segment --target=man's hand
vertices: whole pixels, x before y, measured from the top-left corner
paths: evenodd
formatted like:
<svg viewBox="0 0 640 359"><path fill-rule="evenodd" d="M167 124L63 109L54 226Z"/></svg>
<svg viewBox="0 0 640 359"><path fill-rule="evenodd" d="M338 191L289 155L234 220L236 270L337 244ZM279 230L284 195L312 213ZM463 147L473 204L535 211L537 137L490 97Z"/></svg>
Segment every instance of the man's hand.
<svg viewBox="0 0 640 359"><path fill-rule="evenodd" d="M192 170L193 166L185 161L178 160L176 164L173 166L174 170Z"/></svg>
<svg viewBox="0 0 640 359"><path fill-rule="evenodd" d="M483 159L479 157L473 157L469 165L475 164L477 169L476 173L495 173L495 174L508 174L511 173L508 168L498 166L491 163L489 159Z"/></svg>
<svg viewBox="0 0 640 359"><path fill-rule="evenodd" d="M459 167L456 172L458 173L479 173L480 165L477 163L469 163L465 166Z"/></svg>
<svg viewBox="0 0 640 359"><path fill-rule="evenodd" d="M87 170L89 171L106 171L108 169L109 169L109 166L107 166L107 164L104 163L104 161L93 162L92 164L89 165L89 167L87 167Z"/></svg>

▶ **SET EXERCISE**
Lay out the entries above as a Markdown table with the columns Row and Line, one line per row, numbered in order. Leave out blank lines.

▶ **COMPLETED TASK**
| Row | Line |
|---|---|
| 1 | segment --target=man's hand |
| 2 | vertices: whole pixels, x before y, measured from the top-left corner |
| 3 | paths: evenodd |
| 4 | formatted like: |
| 5 | <svg viewBox="0 0 640 359"><path fill-rule="evenodd" d="M167 124L63 109L54 226Z"/></svg> |
| 6 | <svg viewBox="0 0 640 359"><path fill-rule="evenodd" d="M338 191L289 155L234 220L236 270L337 244ZM279 230L284 195L312 213ZM463 147L473 204L535 211L537 137L490 97Z"/></svg> |
| 7 | Segment every instance of the man's hand. |
| 8 | <svg viewBox="0 0 640 359"><path fill-rule="evenodd" d="M192 170L193 166L185 161L178 160L176 164L173 166L174 170Z"/></svg> |
| 9 | <svg viewBox="0 0 640 359"><path fill-rule="evenodd" d="M483 159L479 157L473 157L469 165L475 164L477 169L476 173L495 173L495 174L508 174L511 173L508 168L498 166L491 163L489 159Z"/></svg> |
| 10 | <svg viewBox="0 0 640 359"><path fill-rule="evenodd" d="M459 167L456 172L458 173L479 173L480 165L477 163L469 163L465 166Z"/></svg> |
| 11 | <svg viewBox="0 0 640 359"><path fill-rule="evenodd" d="M87 170L89 171L106 171L108 169L109 169L109 166L107 166L107 164L104 163L104 161L93 162L92 164L89 165L89 167L87 167Z"/></svg> |